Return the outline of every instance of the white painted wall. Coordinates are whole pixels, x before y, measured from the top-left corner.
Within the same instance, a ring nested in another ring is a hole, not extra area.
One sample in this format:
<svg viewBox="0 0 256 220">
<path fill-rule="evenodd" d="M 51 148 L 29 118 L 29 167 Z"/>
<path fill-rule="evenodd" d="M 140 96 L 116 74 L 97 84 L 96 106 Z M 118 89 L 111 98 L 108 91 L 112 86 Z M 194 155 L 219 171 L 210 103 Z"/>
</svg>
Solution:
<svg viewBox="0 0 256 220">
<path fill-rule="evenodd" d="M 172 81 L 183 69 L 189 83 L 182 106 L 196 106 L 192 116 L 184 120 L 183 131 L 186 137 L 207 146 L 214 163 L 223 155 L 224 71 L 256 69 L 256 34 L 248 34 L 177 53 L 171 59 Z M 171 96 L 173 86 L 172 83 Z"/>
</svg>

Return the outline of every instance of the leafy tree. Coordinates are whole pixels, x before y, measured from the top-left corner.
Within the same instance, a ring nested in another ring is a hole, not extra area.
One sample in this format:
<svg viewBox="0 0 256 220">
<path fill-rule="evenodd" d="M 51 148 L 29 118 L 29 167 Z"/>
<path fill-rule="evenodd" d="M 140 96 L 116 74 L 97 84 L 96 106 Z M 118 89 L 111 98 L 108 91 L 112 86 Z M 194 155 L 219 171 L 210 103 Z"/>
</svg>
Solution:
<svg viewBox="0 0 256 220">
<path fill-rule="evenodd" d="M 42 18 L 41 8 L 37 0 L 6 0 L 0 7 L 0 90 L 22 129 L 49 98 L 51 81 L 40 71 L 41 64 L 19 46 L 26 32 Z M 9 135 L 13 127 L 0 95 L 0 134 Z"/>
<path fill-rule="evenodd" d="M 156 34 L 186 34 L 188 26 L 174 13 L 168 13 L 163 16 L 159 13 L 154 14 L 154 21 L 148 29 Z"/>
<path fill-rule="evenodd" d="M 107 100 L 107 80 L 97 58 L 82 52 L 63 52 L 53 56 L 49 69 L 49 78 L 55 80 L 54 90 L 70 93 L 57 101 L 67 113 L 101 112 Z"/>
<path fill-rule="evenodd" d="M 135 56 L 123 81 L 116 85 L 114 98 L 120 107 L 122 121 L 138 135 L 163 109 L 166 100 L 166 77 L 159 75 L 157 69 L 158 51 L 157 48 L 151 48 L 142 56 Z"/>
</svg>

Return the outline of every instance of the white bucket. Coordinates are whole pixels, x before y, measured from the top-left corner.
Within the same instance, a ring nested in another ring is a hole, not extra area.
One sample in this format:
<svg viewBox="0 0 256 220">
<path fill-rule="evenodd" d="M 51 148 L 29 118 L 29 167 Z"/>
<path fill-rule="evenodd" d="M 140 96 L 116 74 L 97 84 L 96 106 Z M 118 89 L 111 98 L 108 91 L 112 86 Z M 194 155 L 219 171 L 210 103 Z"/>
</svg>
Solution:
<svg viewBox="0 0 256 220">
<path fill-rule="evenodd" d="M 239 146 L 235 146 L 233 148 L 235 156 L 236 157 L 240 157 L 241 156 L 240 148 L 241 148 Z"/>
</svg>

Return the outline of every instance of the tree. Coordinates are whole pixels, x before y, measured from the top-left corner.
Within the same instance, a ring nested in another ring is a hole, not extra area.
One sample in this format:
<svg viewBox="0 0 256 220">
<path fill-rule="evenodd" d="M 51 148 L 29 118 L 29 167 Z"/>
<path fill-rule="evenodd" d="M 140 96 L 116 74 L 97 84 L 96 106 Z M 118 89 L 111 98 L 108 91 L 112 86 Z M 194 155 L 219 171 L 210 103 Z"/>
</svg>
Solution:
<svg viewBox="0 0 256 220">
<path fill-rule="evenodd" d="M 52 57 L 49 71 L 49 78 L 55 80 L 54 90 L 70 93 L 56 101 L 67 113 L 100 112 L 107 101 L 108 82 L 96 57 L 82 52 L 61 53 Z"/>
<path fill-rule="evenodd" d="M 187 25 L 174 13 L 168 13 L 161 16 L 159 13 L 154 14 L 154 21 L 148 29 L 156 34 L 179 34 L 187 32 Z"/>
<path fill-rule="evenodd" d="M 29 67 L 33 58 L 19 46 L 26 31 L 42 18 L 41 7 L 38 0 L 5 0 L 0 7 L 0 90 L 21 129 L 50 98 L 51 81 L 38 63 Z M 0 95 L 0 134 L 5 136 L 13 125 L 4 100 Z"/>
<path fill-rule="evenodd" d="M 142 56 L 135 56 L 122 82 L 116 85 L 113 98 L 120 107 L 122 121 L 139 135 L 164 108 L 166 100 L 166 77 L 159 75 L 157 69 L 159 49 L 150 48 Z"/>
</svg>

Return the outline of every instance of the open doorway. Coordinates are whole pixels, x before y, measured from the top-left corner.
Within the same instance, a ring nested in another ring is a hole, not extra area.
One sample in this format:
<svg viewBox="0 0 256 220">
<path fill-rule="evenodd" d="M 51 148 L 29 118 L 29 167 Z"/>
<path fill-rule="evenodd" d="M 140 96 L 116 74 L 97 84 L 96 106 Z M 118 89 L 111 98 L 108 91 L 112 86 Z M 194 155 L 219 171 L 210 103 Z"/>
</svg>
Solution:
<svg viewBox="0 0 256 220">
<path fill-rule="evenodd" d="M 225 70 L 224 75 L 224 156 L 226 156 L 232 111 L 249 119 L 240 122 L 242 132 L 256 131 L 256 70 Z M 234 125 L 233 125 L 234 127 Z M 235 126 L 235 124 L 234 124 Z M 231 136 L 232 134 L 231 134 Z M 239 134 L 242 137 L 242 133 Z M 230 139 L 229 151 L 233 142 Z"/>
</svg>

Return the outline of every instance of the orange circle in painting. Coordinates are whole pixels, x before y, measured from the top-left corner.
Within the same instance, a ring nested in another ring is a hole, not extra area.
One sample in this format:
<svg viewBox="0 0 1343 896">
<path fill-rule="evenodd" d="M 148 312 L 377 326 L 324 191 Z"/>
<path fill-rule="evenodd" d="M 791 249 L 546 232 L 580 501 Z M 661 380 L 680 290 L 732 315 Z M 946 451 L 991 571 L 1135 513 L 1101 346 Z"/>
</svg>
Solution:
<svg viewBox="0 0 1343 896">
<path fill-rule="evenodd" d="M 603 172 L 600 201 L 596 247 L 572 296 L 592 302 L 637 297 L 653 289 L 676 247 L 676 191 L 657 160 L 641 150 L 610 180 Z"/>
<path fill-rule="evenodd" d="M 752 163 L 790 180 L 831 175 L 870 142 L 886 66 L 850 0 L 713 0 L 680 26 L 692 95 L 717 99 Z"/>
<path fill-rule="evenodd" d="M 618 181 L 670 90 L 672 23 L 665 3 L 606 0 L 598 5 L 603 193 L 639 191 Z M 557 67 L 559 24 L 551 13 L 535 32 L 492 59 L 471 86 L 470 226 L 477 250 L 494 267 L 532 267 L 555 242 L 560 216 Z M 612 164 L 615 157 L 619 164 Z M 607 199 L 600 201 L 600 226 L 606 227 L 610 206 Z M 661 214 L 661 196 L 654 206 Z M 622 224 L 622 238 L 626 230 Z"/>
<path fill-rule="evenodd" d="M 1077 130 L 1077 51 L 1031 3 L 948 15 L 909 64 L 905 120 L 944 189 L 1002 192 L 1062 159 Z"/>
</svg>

-*-

Return all of the above records exactly, leaving no line out.

▶ SOLUTION TO THE EXERCISE
Return the outline of every instance of the white painted wall. Coordinates are whole pixels, x before y, measured from the top-left corner.
Within the same instance, a ring nested in another ring is a hole, not extra area.
One sample in this format:
<svg viewBox="0 0 256 220">
<path fill-rule="evenodd" d="M 51 148 L 29 118 L 29 167 Z"/>
<path fill-rule="evenodd" d="M 140 96 L 116 74 L 97 84 L 96 106 Z M 118 89 L 111 98 L 108 91 L 112 86 Z M 194 155 L 219 171 L 210 103 Z"/>
</svg>
Solution:
<svg viewBox="0 0 256 220">
<path fill-rule="evenodd" d="M 172 81 L 183 69 L 189 83 L 182 106 L 196 106 L 192 116 L 184 120 L 183 131 L 186 137 L 207 146 L 214 163 L 223 155 L 224 71 L 256 69 L 256 34 L 248 34 L 177 53 L 171 59 Z M 171 96 L 173 86 L 172 83 Z"/>
</svg>

Return the outline of every instance of the leafy tree. Coordinates are whole pixels, x before y, measured from the top-left corner.
Within the same instance, a ring nested in another ring is a hole, not extra area.
One sample in this format:
<svg viewBox="0 0 256 220">
<path fill-rule="evenodd" d="M 51 148 L 29 118 L 29 167 Z"/>
<path fill-rule="evenodd" d="M 140 96 L 116 74 L 97 84 L 96 106 Z M 118 89 L 111 98 L 108 91 L 112 86 Z M 194 155 L 219 171 L 210 103 Z"/>
</svg>
Solution:
<svg viewBox="0 0 256 220">
<path fill-rule="evenodd" d="M 42 18 L 41 8 L 37 0 L 6 0 L 0 7 L 0 90 L 22 129 L 49 98 L 51 81 L 40 71 L 41 64 L 19 46 L 26 32 Z M 9 135 L 13 127 L 0 95 L 0 134 Z"/>
<path fill-rule="evenodd" d="M 156 34 L 186 34 L 188 26 L 174 13 L 168 13 L 163 16 L 159 13 L 154 14 L 154 21 L 148 29 Z"/>
<path fill-rule="evenodd" d="M 107 100 L 107 80 L 97 58 L 82 52 L 63 52 L 53 56 L 49 69 L 49 78 L 55 80 L 54 90 L 70 93 L 57 101 L 67 113 L 101 112 Z"/>
<path fill-rule="evenodd" d="M 135 56 L 123 81 L 116 85 L 114 98 L 120 107 L 122 121 L 138 135 L 163 109 L 166 100 L 166 77 L 159 75 L 157 69 L 158 51 L 157 48 L 151 48 L 142 56 Z"/>
</svg>

Return the outline of every instance of the white bucket. Coordinates are whole pixels, x before y, measured from the top-left corner.
Within the same instance, a ring nested in another ring is a hole, not extra area.
One sample in this format:
<svg viewBox="0 0 256 220">
<path fill-rule="evenodd" d="M 51 148 L 29 118 L 29 167 Z"/>
<path fill-rule="evenodd" d="M 140 96 L 116 74 L 97 84 L 96 106 Z M 118 89 L 111 98 L 108 91 L 112 86 Z M 194 155 L 219 171 L 210 103 Z"/>
</svg>
Solution:
<svg viewBox="0 0 256 220">
<path fill-rule="evenodd" d="M 239 146 L 235 146 L 233 148 L 235 156 L 236 157 L 240 157 L 241 156 L 240 148 L 241 148 Z"/>
</svg>

Return the outline of every instance of the tree. Coordinates are whole pixels, x before y, measured from the top-left corner.
Within the same instance, a ring nested in another ring is a hole, not extra area.
One sample in this format:
<svg viewBox="0 0 256 220">
<path fill-rule="evenodd" d="M 51 148 L 29 118 L 29 167 Z"/>
<path fill-rule="evenodd" d="M 140 96 L 116 74 L 97 84 L 96 106 Z M 118 89 L 111 98 L 108 91 L 112 86 Z M 194 155 L 219 171 L 210 103 Z"/>
</svg>
Solution:
<svg viewBox="0 0 256 220">
<path fill-rule="evenodd" d="M 52 57 L 49 71 L 49 78 L 55 80 L 54 90 L 70 93 L 56 101 L 67 113 L 100 112 L 107 101 L 108 82 L 96 57 L 82 52 L 61 53 Z"/>
<path fill-rule="evenodd" d="M 187 25 L 174 13 L 168 13 L 161 16 L 159 13 L 154 14 L 154 21 L 148 29 L 156 34 L 179 34 L 187 32 Z"/>
<path fill-rule="evenodd" d="M 29 67 L 33 58 L 19 46 L 26 31 L 42 18 L 41 7 L 38 0 L 5 0 L 0 7 L 0 90 L 21 129 L 50 98 L 51 81 L 38 63 Z M 0 95 L 0 134 L 5 136 L 13 125 L 4 100 Z"/>
<path fill-rule="evenodd" d="M 142 56 L 135 56 L 122 82 L 116 85 L 113 98 L 120 107 L 122 121 L 139 135 L 164 108 L 166 100 L 166 77 L 159 75 L 157 69 L 159 49 L 150 48 Z"/>
</svg>

Return the outline of every instance of the open doorway. Coordinates are whole pixels, x before y, measured from the top-left corner.
Within the same instance, a ring nested in another ring is a hole, not extra area.
One sample in this format:
<svg viewBox="0 0 256 220">
<path fill-rule="evenodd" d="M 51 148 L 29 118 L 29 167 Z"/>
<path fill-rule="evenodd" d="M 140 96 L 116 74 L 97 84 L 96 106 Z M 118 89 L 111 98 L 108 91 L 112 86 Z M 194 155 L 219 171 L 210 103 Z"/>
</svg>
Solution:
<svg viewBox="0 0 256 220">
<path fill-rule="evenodd" d="M 225 70 L 224 75 L 224 156 L 226 156 L 232 111 L 249 119 L 240 122 L 242 132 L 256 131 L 256 70 Z M 234 125 L 233 125 L 234 127 Z M 235 126 L 235 124 L 234 124 Z M 231 136 L 232 134 L 231 134 Z M 239 134 L 242 137 L 242 133 Z M 230 139 L 229 151 L 233 142 Z"/>
</svg>

Return the outline of every instance of the orange circle in painting. Coordinates are whole pixels, x before y, measured from the top-left corner.
Within the same instance, a ring nested in another ring is a hole, not extra area.
One sample in this format:
<svg viewBox="0 0 1343 896">
<path fill-rule="evenodd" d="M 148 312 L 377 326 L 324 191 Z"/>
<path fill-rule="evenodd" d="M 791 249 L 546 232 L 580 501 Z M 661 380 L 680 290 L 732 315 Z M 946 451 L 991 571 L 1135 513 L 1101 346 Z"/>
</svg>
Solution:
<svg viewBox="0 0 1343 896">
<path fill-rule="evenodd" d="M 603 172 L 600 201 L 596 247 L 572 296 L 592 302 L 637 297 L 653 289 L 676 247 L 676 191 L 657 160 L 641 150 L 610 180 Z"/>
<path fill-rule="evenodd" d="M 752 163 L 790 180 L 831 175 L 870 142 L 886 66 L 850 0 L 713 0 L 680 26 L 692 95 L 717 99 Z"/>
<path fill-rule="evenodd" d="M 618 181 L 670 90 L 672 23 L 665 3 L 606 0 L 598 5 L 603 193 L 639 191 Z M 557 67 L 559 24 L 551 13 L 535 32 L 492 59 L 471 86 L 470 226 L 477 250 L 494 267 L 532 267 L 555 242 L 560 216 Z M 612 164 L 615 157 L 619 164 Z M 607 199 L 600 201 L 600 226 L 606 227 L 610 206 Z M 661 214 L 661 196 L 654 206 Z M 622 224 L 622 238 L 626 230 Z"/>
<path fill-rule="evenodd" d="M 1077 130 L 1077 51 L 1031 3 L 948 15 L 909 64 L 905 120 L 944 189 L 1002 192 L 1062 159 Z"/>
</svg>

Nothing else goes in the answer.